◆ CHALLENGE ◆
Beginning at the line containing "Where can the green", output every line to the end of the data below exactly as it appears.

◆ EXTRACTED ENTRIES ◆
****************
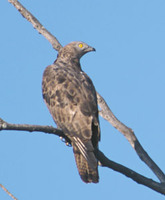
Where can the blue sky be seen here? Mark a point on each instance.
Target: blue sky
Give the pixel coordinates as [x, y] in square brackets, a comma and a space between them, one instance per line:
[128, 70]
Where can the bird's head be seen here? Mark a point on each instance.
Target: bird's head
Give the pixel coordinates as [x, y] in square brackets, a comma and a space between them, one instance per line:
[75, 50]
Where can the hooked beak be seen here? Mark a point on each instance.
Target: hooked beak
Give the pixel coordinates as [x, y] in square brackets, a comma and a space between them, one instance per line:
[89, 48]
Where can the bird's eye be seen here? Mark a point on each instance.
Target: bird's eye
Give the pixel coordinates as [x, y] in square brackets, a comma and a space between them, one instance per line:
[80, 45]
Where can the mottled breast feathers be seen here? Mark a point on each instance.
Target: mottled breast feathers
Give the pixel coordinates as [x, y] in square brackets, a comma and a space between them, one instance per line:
[71, 99]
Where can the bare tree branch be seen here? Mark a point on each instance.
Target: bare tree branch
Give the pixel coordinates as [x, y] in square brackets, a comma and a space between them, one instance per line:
[105, 112]
[36, 24]
[7, 192]
[104, 161]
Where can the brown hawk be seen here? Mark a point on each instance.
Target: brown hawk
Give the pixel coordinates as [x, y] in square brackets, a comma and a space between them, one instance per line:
[71, 99]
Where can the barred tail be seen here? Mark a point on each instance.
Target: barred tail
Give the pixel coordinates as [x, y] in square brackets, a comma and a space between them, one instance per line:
[87, 172]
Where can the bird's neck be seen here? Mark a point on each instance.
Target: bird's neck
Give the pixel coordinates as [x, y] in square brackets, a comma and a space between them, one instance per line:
[69, 61]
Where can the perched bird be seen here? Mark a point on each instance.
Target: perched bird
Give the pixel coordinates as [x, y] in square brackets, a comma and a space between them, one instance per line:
[71, 99]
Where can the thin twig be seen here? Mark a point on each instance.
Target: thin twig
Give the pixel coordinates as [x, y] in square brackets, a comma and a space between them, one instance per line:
[107, 114]
[7, 192]
[105, 162]
[36, 24]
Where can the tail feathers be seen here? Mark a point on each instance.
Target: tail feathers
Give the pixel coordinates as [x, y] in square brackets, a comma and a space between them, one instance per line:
[88, 171]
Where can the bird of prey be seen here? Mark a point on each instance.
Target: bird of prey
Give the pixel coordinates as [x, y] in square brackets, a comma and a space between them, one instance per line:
[71, 99]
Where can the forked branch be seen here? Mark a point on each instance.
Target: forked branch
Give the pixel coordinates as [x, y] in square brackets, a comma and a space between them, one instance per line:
[104, 161]
[105, 112]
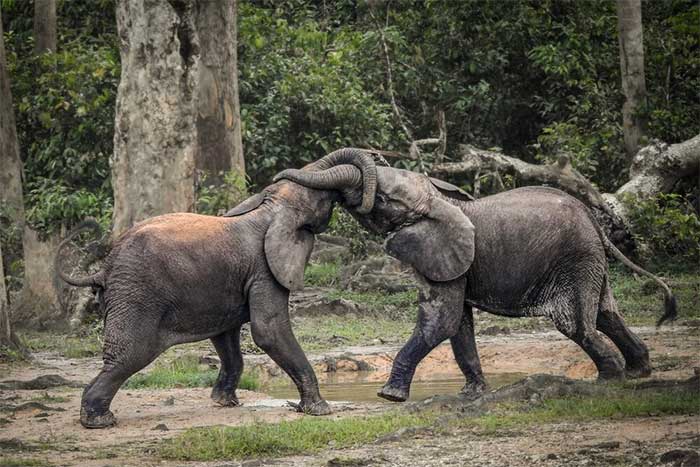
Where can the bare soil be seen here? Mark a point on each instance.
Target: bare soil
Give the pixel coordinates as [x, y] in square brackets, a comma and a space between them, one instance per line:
[148, 416]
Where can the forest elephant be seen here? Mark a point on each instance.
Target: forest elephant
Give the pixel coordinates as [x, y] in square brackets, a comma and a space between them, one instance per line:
[183, 277]
[531, 251]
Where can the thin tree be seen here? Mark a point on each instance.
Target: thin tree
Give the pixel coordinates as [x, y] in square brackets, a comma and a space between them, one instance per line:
[630, 33]
[44, 26]
[177, 104]
[10, 185]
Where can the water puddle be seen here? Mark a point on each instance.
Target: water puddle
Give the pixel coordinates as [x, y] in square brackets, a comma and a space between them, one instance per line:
[362, 386]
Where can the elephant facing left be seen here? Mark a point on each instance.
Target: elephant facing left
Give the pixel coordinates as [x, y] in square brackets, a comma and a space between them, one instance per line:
[183, 277]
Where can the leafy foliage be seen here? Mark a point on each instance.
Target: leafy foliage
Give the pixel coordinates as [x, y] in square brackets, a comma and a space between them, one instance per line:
[668, 225]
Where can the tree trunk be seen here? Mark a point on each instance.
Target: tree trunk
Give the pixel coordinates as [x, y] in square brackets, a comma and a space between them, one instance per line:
[630, 32]
[44, 26]
[10, 166]
[155, 137]
[177, 104]
[10, 186]
[655, 169]
[220, 148]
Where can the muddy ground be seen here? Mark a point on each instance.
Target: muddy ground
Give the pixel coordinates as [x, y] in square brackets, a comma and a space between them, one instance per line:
[48, 429]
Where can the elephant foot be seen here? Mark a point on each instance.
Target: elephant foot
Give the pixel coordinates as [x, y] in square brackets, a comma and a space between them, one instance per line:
[92, 420]
[473, 390]
[635, 372]
[393, 394]
[225, 398]
[317, 408]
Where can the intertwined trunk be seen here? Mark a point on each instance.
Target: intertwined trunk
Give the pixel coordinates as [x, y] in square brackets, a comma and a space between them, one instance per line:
[44, 26]
[630, 32]
[177, 104]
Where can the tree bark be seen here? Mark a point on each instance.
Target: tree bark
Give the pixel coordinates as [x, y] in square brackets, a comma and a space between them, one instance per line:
[220, 147]
[155, 138]
[630, 33]
[10, 186]
[10, 166]
[655, 169]
[177, 104]
[44, 26]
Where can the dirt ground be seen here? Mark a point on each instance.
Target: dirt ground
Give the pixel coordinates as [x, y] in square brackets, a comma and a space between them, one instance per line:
[148, 416]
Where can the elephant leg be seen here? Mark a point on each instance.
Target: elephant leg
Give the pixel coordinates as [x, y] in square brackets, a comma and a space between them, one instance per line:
[439, 316]
[272, 332]
[228, 347]
[577, 323]
[127, 349]
[611, 324]
[464, 348]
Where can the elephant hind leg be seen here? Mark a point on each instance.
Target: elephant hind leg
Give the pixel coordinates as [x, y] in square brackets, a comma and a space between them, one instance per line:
[578, 326]
[610, 323]
[126, 351]
[464, 349]
[228, 347]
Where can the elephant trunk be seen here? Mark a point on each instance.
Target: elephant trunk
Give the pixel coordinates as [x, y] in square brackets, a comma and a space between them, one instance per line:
[320, 174]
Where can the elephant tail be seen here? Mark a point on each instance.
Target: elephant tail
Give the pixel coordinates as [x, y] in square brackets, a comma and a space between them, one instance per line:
[95, 280]
[670, 305]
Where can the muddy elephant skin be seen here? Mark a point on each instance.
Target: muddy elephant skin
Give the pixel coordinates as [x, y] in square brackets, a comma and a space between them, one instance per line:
[184, 277]
[531, 251]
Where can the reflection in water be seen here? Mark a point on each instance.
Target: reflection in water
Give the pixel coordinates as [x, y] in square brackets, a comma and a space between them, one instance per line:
[362, 386]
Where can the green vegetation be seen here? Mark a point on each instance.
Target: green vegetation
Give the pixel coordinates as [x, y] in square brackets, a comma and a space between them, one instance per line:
[613, 406]
[316, 334]
[184, 372]
[322, 274]
[23, 462]
[68, 346]
[308, 434]
[641, 302]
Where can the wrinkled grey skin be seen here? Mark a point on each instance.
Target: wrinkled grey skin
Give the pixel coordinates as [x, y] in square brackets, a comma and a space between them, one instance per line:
[526, 252]
[184, 277]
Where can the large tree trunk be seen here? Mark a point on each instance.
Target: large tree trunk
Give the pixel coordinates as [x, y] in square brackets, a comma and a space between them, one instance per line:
[44, 26]
[220, 148]
[656, 169]
[177, 104]
[630, 32]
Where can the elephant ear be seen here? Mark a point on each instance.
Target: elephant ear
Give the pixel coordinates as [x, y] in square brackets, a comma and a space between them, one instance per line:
[246, 206]
[288, 248]
[440, 246]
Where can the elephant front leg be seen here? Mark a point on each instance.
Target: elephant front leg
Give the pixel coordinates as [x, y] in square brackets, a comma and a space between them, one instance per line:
[228, 347]
[439, 315]
[464, 349]
[272, 332]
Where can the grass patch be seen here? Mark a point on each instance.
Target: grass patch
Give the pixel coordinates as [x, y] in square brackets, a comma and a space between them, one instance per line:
[615, 406]
[49, 399]
[641, 301]
[184, 372]
[305, 435]
[401, 304]
[66, 345]
[322, 274]
[23, 462]
[316, 334]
****************
◆ SOLUTION FOR THIS PROBLEM ◆
Where can the green vegetation be seen here? Mark a point on each instance.
Target: green vegetation
Give the pixel coordinates as [x, y] in square brackets, a comma and a space between them, one instance per line:
[613, 406]
[316, 334]
[184, 372]
[322, 274]
[23, 462]
[68, 346]
[308, 434]
[641, 302]
Where can the wrinkled grey skin be seen here? Mark a point on each instance.
Target: wrinkled grey skin
Give the pixel coordinates as [x, y] in square brackets, a comma and a space between them, one instance per line:
[526, 252]
[184, 277]
Where can the large tree trunk be seen here? Mark a point on each instance.
Target: large tree trunk
Give the pixel coordinates as [x, y] in square brackets, a comma and a space between them, one instance per line:
[44, 26]
[220, 148]
[656, 169]
[177, 104]
[630, 32]
Where can the elephant ear be seen here? Mark a point on each instance.
Target: elephant ear
Give the pixel coordinates as [x, y] in square brackets, a comma and a space between them, one instance per line:
[246, 206]
[288, 248]
[440, 246]
Where can the elephant front leg be seen here? Mark a point on each instance.
Target: elephant front leg
Give the pixel coordinates as [x, y] in square brackets, a comma and a space between them, one instance per line:
[228, 347]
[439, 315]
[464, 349]
[272, 332]
Where can the grass patch be seen here? Mark a point on each instance.
Target: grass patch
Give the pixel coordinates as [x, y] in square brackets, a comma and a space between them, one instance per line:
[615, 406]
[49, 399]
[641, 301]
[184, 372]
[305, 435]
[401, 304]
[66, 345]
[322, 274]
[23, 462]
[316, 334]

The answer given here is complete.